## Work instructions:
Scan the listing below for "roof", then report every line that has it.

## Dataset excerpts:
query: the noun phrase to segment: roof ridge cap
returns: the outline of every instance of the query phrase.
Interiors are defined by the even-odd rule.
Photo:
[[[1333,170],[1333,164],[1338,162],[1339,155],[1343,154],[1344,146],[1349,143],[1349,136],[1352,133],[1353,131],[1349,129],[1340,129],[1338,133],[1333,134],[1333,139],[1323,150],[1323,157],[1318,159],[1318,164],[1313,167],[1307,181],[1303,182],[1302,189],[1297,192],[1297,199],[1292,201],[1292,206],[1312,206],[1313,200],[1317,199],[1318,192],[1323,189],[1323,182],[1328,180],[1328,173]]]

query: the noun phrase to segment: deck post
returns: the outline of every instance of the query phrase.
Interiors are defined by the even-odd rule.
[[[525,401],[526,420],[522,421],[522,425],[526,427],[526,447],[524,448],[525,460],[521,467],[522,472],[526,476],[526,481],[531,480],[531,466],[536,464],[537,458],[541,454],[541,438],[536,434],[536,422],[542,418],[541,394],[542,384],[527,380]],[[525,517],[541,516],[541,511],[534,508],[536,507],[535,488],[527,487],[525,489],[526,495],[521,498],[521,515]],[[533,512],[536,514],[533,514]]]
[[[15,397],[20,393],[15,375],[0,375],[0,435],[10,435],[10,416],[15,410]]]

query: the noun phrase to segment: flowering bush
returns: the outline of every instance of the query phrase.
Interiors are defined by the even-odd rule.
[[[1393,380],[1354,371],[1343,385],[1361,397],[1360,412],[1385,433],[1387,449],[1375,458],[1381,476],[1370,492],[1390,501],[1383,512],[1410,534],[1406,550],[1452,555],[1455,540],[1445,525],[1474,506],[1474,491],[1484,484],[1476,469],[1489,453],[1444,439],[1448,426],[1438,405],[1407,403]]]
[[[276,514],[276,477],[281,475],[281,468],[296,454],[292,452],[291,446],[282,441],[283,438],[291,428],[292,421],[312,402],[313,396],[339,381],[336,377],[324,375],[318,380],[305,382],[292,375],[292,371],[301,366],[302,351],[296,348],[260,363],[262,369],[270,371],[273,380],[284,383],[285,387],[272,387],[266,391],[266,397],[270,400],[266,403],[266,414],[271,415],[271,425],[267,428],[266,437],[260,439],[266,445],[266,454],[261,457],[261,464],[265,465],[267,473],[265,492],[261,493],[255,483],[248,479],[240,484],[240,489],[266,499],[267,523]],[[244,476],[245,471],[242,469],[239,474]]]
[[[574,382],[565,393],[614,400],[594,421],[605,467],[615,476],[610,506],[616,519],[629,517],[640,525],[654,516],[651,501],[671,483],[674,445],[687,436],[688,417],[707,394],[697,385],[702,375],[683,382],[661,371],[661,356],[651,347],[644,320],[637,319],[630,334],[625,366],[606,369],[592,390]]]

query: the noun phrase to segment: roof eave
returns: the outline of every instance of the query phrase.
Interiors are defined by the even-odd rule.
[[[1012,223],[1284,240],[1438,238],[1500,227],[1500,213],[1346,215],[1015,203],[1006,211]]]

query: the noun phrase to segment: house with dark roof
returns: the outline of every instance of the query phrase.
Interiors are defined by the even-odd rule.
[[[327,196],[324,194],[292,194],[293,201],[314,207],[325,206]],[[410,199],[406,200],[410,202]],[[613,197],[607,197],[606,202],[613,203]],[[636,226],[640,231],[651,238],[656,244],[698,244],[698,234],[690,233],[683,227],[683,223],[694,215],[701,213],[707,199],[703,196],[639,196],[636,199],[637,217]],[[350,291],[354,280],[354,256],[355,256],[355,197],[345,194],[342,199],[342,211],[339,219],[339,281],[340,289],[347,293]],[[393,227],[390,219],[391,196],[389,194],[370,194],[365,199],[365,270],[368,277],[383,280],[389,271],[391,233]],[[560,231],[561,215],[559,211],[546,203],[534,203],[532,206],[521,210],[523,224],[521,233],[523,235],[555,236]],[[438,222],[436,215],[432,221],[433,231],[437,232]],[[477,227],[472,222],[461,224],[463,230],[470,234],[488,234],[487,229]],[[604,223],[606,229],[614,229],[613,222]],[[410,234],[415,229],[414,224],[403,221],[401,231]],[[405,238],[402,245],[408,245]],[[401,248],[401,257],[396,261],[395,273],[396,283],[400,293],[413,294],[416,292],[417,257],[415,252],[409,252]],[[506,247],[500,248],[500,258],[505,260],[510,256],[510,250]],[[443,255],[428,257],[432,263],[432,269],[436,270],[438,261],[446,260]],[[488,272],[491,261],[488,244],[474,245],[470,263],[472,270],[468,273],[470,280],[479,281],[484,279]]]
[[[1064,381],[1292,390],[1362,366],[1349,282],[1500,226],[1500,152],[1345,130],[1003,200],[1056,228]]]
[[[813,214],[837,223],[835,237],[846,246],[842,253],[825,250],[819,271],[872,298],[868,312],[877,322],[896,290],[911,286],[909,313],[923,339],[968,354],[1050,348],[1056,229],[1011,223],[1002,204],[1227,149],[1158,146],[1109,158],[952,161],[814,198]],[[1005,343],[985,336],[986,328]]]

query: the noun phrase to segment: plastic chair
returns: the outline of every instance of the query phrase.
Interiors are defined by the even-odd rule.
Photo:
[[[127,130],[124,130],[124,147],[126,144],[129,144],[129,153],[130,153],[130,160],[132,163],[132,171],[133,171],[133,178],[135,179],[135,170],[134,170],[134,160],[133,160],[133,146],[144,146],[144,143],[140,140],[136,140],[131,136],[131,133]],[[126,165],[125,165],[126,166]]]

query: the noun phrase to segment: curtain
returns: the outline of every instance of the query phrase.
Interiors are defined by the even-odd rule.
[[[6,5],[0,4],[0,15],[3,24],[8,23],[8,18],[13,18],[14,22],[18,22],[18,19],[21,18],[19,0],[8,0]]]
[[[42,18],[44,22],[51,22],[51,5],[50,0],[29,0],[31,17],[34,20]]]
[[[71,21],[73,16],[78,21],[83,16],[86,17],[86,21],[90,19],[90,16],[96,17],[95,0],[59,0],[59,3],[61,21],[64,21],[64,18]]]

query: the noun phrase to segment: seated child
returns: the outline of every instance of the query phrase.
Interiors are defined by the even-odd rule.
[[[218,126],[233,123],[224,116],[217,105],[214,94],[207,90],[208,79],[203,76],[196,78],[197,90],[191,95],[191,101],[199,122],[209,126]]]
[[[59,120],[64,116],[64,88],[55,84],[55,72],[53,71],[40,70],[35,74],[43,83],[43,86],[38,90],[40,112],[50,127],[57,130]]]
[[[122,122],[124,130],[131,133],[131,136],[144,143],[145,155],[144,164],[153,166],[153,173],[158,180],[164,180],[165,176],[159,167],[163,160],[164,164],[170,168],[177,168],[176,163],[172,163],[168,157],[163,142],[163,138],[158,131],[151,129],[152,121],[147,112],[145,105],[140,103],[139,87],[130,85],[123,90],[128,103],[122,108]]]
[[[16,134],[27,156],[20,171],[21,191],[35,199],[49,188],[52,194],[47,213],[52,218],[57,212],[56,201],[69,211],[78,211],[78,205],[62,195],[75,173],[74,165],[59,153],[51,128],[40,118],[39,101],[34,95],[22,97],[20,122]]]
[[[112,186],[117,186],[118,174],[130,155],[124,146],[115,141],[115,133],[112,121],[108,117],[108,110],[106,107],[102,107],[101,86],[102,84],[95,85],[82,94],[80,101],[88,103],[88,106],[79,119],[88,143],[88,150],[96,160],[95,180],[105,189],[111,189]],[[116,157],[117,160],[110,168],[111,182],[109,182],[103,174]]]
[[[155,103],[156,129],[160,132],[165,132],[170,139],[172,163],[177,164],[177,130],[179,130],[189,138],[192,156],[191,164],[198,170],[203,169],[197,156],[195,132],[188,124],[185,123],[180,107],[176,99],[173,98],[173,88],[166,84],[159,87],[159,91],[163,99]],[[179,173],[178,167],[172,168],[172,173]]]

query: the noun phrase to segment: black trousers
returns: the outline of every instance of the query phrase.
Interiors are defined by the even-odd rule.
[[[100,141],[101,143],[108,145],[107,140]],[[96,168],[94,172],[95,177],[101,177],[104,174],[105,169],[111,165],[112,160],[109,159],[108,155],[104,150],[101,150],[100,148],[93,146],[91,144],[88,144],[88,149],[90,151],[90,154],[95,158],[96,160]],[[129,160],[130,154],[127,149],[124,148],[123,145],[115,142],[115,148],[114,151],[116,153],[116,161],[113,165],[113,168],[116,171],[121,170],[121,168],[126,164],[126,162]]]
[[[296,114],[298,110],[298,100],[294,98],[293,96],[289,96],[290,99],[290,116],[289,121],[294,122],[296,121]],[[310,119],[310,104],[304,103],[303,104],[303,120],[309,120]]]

## Answer to this task:
query: the noun phrase to segment: roof ridge cap
query: the noun phrase to segment: roof eave
query: the noun phrase to segment: house with dark roof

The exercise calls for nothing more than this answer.